#### The data

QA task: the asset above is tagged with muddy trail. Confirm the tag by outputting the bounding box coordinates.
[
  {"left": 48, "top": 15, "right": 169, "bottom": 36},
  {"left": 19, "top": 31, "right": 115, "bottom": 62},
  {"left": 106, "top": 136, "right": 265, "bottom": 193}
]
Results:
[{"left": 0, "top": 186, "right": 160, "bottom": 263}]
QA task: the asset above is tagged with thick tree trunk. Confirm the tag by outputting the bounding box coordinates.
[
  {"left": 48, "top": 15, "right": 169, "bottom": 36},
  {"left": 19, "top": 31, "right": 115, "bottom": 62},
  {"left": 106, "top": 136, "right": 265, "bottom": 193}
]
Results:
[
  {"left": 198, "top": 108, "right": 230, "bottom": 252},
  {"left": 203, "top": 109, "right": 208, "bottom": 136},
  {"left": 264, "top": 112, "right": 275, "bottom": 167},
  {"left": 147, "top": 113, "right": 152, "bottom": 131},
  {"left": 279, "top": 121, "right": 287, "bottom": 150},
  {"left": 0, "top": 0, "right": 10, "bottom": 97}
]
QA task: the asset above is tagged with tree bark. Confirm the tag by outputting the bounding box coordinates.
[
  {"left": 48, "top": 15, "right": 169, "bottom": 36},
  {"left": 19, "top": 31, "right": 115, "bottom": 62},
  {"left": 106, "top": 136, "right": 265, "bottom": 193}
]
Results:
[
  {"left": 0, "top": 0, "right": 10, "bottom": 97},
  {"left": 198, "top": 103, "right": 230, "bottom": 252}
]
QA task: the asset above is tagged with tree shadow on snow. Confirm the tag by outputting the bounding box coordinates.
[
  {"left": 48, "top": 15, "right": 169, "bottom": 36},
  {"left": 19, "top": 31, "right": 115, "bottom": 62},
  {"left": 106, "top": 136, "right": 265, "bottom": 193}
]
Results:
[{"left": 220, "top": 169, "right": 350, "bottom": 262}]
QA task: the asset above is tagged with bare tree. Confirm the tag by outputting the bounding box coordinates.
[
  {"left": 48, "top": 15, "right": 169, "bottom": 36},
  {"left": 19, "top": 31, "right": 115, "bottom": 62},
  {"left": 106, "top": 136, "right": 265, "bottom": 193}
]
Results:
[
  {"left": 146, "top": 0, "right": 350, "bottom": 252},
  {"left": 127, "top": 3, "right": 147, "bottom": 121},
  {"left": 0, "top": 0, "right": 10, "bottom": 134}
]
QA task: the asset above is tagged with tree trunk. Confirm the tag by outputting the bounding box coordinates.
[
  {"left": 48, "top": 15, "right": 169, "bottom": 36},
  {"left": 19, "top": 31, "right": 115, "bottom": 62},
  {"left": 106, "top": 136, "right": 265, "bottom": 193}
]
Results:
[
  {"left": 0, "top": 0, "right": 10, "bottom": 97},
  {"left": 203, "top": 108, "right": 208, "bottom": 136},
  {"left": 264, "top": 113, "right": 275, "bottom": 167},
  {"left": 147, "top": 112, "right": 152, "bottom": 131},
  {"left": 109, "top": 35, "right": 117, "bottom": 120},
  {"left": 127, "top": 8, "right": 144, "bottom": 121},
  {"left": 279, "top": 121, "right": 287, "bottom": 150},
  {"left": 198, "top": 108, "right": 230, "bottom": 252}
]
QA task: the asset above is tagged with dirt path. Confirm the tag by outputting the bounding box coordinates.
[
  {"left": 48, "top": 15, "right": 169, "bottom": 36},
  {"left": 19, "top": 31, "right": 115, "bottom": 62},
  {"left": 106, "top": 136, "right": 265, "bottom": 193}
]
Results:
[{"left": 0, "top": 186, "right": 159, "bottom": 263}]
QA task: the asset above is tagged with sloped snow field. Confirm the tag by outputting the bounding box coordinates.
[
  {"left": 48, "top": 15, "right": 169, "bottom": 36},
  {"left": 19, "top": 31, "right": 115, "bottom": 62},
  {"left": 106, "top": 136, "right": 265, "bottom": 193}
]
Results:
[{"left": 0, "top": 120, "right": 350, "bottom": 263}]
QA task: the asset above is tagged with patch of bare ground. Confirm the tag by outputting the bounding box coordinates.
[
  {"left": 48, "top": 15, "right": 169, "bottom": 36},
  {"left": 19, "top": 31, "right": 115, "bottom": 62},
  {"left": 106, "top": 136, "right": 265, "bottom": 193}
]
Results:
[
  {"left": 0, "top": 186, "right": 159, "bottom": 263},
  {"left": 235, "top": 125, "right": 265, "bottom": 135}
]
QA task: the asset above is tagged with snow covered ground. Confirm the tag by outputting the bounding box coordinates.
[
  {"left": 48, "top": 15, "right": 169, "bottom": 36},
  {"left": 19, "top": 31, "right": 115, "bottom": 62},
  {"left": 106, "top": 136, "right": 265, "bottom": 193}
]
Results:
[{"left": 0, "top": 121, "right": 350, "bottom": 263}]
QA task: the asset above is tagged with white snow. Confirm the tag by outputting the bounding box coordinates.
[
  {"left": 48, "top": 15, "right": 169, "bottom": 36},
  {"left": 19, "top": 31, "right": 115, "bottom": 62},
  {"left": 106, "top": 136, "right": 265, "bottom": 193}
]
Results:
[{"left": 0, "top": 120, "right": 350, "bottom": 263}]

########

◆ What the task requires:
Reproduce the rows above word for word, taking everything from the line that contains "QA task: the asset above is tagged with patch" down through the last of the rows, with both ends included.

◆ Solution:
QA task: the asset above is tagged with patch of bare ground. Confirm the tag by outputting the bounding box coordinates.
[
  {"left": 48, "top": 15, "right": 169, "bottom": 36},
  {"left": 19, "top": 31, "right": 115, "bottom": 62},
  {"left": 106, "top": 136, "right": 265, "bottom": 193}
]
Results:
[
  {"left": 0, "top": 186, "right": 159, "bottom": 263},
  {"left": 235, "top": 125, "right": 265, "bottom": 135}
]
QA task: the asset above is tagged with snow covered ground. Confirm the tag by outputting the bounding box coordinates.
[
  {"left": 48, "top": 15, "right": 169, "bottom": 36},
  {"left": 19, "top": 31, "right": 115, "bottom": 62},
  {"left": 106, "top": 136, "right": 265, "bottom": 193}
]
Results:
[{"left": 0, "top": 121, "right": 350, "bottom": 263}]
QA task: the asset above is tagged with white snow. Confirm the tag by outputting the bounding box coordinates.
[
  {"left": 48, "top": 15, "right": 169, "bottom": 36},
  {"left": 19, "top": 31, "right": 115, "bottom": 62},
  {"left": 106, "top": 136, "right": 265, "bottom": 193}
]
Results:
[{"left": 0, "top": 120, "right": 350, "bottom": 263}]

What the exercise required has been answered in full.